STUDY TEXT:
- - - -

84. The way your daughter says amma when she is annoyed vs when she is scared. The first is two syllables long. The second is one syllable, dragged.

85. The exact phrase your grandmother used when she was about to start a long story. Something like suno, ek baat batati hoon. The model has heard a million Indian grandmothers. It has not heard hers.

86. The way your mother's saree feels when she hugs you. Cotton in summer, silk on a wedding day, the small sharpness of the zari against your cheek.

87. What you did with the necklace your grandmother gave you. Where you keep it. Why. Whether you have ever worn it. Whether you will give it to your daughter.

88. The exact sound of the steel katori hitting the steel thali in a railway pantry car as it comes down the corridor at 7pm somewhere between two stations you have forgotten the names of.

89. The half-feeling you had at age fifteen that you were not really part of your own family. You did not tell anyone. It went away. It comes back sometimes for a few minutes at family lunches.

90. How you hold a cup when you are listening hard. Both hands. The cup tilted slightly. You forget to drink the tea till it goes cold.

- - - -

Answer these questions about the numbered text above.
1. How many syllables long is "amma" when the daughter is annoyed?
2. At what time does the katori hit the thali in the railway pantry car?
3. What happens to the tea when you hold a cup while listening hard?

SUPPLIED DATA:

- - - -

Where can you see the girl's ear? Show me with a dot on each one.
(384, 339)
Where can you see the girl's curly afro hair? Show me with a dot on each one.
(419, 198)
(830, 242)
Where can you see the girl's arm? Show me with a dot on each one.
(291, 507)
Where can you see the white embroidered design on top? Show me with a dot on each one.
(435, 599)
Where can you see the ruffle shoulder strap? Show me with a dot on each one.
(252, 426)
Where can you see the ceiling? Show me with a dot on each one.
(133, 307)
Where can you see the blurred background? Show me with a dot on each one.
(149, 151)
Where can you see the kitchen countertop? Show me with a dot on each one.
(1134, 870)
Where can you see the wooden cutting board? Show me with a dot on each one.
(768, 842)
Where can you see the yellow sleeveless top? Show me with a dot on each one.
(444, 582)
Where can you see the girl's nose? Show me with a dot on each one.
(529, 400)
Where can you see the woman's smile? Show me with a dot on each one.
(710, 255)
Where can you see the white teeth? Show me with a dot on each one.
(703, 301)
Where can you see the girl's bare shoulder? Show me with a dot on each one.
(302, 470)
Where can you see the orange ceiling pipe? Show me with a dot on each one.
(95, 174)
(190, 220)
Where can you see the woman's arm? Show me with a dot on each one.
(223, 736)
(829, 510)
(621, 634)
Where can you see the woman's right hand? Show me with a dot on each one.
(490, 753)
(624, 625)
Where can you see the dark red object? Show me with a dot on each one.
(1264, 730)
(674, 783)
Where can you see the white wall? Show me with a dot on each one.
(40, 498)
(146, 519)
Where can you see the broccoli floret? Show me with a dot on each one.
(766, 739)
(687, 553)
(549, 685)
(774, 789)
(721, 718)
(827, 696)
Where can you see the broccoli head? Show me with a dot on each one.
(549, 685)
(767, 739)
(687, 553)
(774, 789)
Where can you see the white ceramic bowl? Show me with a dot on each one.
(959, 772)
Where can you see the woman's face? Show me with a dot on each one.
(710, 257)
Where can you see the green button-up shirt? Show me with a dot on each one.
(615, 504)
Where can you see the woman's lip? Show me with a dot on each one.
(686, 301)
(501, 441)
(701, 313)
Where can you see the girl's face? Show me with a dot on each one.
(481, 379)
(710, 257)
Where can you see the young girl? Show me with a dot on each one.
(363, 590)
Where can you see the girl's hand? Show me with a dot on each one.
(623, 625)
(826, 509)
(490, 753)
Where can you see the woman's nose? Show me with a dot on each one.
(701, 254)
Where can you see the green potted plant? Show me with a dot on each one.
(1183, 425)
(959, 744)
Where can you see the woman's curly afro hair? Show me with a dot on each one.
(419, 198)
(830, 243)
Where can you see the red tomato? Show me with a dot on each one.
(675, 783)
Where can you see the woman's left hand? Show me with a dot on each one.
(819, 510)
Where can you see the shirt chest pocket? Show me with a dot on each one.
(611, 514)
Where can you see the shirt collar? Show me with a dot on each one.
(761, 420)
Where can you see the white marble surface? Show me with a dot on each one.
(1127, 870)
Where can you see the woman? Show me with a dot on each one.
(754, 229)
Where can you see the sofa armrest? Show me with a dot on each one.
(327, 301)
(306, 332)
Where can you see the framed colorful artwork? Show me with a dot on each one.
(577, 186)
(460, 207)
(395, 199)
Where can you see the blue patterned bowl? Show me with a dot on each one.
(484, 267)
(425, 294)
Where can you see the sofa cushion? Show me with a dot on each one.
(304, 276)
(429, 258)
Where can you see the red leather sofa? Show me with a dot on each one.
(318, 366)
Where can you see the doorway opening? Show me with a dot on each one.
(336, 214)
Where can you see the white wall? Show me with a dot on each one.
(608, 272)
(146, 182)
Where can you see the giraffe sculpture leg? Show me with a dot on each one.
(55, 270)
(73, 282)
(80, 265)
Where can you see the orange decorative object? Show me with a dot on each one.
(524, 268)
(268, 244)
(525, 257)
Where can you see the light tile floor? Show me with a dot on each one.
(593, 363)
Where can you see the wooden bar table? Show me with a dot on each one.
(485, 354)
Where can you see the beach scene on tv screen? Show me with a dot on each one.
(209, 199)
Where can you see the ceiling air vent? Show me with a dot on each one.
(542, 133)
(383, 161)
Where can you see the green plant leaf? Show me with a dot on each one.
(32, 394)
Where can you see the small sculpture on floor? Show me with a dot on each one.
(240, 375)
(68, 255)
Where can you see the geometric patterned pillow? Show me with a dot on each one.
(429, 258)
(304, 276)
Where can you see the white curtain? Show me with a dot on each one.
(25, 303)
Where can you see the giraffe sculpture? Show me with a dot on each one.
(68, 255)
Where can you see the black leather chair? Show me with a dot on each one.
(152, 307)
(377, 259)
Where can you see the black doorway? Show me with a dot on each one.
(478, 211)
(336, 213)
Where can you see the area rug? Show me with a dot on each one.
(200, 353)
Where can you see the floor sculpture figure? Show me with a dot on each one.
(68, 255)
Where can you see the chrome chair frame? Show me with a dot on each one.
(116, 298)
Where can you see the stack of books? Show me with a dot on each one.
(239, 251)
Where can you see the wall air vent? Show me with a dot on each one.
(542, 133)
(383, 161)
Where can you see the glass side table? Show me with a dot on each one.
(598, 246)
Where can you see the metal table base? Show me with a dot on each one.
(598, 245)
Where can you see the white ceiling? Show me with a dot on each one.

- - - -

RESULT OF THE TASK:
1. Two syllables.
2. At 7pm.
3. You forget to drink it until it goes cold.